PROBLEM
The required answer is each line in the entries below where "necklace" occurs.

[Saved entries]
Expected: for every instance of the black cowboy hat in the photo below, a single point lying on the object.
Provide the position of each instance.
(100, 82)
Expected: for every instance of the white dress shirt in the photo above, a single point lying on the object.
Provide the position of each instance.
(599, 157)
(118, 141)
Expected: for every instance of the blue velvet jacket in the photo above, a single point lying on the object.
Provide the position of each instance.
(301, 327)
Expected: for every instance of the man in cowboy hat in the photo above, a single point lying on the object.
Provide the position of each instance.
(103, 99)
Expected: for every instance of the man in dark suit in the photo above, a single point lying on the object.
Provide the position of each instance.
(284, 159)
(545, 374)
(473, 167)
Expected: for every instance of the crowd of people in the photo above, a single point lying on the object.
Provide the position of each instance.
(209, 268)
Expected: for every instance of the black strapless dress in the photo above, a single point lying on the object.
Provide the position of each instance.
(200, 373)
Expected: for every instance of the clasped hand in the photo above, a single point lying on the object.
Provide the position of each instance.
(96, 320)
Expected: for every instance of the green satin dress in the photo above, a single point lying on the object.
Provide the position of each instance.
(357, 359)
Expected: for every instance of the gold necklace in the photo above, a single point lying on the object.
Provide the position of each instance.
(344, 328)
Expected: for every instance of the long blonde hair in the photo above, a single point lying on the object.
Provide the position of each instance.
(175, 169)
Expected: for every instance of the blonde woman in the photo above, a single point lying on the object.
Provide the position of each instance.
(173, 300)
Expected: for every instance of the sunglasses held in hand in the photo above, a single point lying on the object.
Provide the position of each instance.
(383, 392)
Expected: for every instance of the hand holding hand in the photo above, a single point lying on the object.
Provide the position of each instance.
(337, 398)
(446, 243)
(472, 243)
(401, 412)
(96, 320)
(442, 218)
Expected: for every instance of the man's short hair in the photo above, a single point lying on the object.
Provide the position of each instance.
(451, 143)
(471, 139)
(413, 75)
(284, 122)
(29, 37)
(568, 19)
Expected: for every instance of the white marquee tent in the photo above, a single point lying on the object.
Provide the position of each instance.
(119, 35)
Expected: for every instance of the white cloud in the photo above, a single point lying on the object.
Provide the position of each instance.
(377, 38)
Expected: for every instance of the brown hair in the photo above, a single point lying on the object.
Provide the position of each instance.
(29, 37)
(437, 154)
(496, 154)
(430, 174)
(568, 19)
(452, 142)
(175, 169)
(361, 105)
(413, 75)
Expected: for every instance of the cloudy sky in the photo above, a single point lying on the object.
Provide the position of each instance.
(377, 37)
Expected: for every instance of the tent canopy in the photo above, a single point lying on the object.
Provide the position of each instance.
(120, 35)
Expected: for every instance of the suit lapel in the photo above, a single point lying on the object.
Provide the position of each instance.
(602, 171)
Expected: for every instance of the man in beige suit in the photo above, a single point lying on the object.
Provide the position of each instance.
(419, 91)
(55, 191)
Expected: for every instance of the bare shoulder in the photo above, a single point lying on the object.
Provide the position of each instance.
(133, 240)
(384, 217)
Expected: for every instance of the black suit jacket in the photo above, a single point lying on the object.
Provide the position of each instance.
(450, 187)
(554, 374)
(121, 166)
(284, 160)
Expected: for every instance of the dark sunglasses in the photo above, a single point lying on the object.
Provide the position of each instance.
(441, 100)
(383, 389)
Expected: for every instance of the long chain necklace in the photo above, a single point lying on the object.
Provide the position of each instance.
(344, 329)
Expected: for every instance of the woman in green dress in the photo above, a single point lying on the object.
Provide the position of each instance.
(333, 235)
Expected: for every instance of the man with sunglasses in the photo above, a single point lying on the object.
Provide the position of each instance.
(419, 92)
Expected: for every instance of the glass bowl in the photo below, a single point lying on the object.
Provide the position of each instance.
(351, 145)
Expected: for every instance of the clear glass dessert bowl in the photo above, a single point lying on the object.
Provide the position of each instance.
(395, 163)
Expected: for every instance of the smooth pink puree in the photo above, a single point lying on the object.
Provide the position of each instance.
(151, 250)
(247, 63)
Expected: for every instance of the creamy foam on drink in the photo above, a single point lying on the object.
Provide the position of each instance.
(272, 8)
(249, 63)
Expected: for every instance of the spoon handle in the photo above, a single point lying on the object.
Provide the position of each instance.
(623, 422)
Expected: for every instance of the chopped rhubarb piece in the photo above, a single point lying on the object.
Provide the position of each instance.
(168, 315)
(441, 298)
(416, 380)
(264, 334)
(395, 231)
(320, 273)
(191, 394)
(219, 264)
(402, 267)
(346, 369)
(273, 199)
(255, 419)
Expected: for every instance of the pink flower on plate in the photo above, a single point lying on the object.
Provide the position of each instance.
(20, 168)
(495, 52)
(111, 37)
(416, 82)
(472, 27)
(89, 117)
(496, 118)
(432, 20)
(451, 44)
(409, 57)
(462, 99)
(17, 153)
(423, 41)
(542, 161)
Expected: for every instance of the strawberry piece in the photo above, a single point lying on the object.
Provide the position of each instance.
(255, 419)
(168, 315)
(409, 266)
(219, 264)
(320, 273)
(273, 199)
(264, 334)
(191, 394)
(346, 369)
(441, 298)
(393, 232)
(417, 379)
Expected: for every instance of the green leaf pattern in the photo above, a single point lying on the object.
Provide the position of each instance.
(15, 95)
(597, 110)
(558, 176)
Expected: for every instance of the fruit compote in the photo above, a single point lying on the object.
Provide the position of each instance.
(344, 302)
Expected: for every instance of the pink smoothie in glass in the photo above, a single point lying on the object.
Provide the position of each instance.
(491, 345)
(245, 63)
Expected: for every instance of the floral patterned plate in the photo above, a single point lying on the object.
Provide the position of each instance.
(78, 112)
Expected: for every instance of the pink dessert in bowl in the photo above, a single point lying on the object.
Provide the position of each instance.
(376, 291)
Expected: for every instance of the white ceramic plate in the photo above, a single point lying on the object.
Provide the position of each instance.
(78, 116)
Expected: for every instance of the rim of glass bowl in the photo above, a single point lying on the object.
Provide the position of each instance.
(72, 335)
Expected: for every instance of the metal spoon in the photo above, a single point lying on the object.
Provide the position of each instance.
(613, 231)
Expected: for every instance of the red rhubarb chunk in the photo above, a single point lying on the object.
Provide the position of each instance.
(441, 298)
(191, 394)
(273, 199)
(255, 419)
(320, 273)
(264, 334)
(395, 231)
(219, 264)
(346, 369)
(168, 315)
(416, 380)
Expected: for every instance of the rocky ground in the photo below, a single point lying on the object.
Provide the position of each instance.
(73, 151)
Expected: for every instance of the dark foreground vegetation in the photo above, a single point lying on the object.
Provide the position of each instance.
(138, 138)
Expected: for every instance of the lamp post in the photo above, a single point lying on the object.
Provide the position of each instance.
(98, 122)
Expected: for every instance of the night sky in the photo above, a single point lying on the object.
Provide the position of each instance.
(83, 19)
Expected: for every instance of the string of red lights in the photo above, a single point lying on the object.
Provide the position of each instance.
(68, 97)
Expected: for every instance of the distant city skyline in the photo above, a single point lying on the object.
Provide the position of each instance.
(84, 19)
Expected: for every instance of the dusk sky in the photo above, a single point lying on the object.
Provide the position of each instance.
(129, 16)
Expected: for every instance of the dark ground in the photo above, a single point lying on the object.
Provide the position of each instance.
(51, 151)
* * *
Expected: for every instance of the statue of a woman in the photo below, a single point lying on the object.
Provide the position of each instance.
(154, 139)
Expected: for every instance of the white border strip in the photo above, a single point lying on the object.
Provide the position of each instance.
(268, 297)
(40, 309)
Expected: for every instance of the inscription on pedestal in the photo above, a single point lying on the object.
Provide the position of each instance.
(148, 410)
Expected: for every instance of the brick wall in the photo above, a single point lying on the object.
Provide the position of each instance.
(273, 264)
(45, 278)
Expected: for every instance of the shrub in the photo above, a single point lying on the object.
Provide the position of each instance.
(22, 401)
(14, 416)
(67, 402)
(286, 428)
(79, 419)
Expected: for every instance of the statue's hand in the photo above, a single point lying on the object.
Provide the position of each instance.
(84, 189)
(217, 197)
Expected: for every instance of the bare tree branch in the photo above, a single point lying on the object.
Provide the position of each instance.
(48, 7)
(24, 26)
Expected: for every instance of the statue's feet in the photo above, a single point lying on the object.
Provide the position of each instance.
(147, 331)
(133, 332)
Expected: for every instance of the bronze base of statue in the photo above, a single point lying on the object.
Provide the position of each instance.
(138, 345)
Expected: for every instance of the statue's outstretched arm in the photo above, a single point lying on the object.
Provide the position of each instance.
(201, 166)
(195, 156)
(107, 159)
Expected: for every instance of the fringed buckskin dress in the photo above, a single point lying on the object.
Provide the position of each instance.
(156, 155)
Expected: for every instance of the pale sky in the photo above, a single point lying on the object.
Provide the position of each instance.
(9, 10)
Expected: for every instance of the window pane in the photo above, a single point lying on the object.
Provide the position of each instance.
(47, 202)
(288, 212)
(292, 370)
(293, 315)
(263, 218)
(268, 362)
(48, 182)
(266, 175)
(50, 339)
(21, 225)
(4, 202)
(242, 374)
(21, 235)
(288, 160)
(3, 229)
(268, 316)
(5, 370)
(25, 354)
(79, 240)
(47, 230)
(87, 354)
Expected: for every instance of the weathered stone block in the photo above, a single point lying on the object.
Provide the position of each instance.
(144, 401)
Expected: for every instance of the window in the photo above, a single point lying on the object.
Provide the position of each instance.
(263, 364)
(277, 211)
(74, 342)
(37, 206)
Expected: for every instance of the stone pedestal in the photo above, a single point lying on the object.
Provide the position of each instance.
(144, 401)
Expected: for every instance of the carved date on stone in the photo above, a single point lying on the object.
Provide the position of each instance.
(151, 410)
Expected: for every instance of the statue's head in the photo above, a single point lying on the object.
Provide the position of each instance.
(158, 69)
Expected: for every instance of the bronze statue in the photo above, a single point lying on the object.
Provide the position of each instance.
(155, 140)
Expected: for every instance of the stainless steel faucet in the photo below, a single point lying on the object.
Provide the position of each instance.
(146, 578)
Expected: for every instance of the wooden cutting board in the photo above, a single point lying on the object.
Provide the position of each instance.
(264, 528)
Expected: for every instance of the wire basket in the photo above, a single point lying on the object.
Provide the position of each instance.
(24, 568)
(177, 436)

OUTPUT OF THE TASK
Expected: for every instance of the gold necklace in the photo above, a single point lying on the object.
Expected: for every instance of the long chain necklace in the photo above, a single point lying on the object.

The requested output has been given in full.